> Set task
Return each line of the material verbatim.
-- START Provided data --
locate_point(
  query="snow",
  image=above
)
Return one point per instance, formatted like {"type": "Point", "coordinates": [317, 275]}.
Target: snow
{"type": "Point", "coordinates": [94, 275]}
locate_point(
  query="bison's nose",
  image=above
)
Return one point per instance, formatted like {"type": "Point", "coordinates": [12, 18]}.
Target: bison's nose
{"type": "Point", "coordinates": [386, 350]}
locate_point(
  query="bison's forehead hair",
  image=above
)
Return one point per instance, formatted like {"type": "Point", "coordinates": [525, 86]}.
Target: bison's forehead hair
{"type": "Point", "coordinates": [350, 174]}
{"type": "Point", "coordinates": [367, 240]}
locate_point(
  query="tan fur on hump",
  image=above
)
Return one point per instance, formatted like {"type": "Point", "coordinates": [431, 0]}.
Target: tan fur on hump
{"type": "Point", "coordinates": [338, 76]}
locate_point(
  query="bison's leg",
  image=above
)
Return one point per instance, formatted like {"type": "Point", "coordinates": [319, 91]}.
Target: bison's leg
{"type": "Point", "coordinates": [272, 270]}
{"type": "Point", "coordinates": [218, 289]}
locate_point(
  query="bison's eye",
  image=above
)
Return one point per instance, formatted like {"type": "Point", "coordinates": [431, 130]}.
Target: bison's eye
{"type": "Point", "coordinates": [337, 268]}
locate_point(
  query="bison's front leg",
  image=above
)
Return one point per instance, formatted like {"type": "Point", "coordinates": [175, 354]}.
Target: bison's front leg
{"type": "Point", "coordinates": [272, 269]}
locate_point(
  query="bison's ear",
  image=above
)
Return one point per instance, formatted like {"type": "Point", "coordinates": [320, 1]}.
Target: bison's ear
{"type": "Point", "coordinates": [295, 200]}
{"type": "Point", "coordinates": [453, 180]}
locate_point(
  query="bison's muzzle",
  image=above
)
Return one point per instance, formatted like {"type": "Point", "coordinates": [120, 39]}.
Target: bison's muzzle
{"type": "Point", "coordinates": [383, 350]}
-- END Provided data --
> Expected answer
locate_point(
  query="snow",
  image=above
)
Return one point per instance, formatted like {"type": "Point", "coordinates": [317, 275]}.
Target: snow
{"type": "Point", "coordinates": [94, 275]}
locate_point(
  query="bison's nose",
  image=above
)
Return one point per instance, formatted like {"type": "Point", "coordinates": [12, 18]}.
Target: bison's nose
{"type": "Point", "coordinates": [386, 350]}
locate_point(
  query="bison's forehead hair",
  image=above
)
Return one point per instance, formatted like {"type": "Point", "coordinates": [525, 86]}.
Target: bison's forehead hair
{"type": "Point", "coordinates": [350, 174]}
{"type": "Point", "coordinates": [367, 240]}
locate_point(
  query="tan fur on hump",
  image=above
)
Return one point per instance, formatted like {"type": "Point", "coordinates": [431, 0]}.
Target: tan fur on hump
{"type": "Point", "coordinates": [338, 76]}
locate_point(
  query="bison's leg",
  image=above
)
Return one point per instance, formatted like {"type": "Point", "coordinates": [319, 91]}.
Target: bison's leg
{"type": "Point", "coordinates": [272, 270]}
{"type": "Point", "coordinates": [218, 289]}
locate_point(
  query="bison's eye",
  image=above
)
Return one point per instance, formatted like {"type": "Point", "coordinates": [431, 130]}.
Target: bison's eye
{"type": "Point", "coordinates": [337, 268]}
locate_point(
  query="bison's front leg",
  image=above
)
Return one point per instance, formatted like {"type": "Point", "coordinates": [175, 354]}.
Target: bison's front leg
{"type": "Point", "coordinates": [272, 269]}
locate_point(
  query="bison's ear",
  image=above
)
Return one point per instance, formatted like {"type": "Point", "coordinates": [320, 1]}.
Target: bison's ear
{"type": "Point", "coordinates": [295, 200]}
{"type": "Point", "coordinates": [453, 180]}
locate_point(
  query="bison's muzzle",
  image=above
)
Return one point per instance, formatted like {"type": "Point", "coordinates": [120, 39]}.
Target: bison's muzzle
{"type": "Point", "coordinates": [383, 350]}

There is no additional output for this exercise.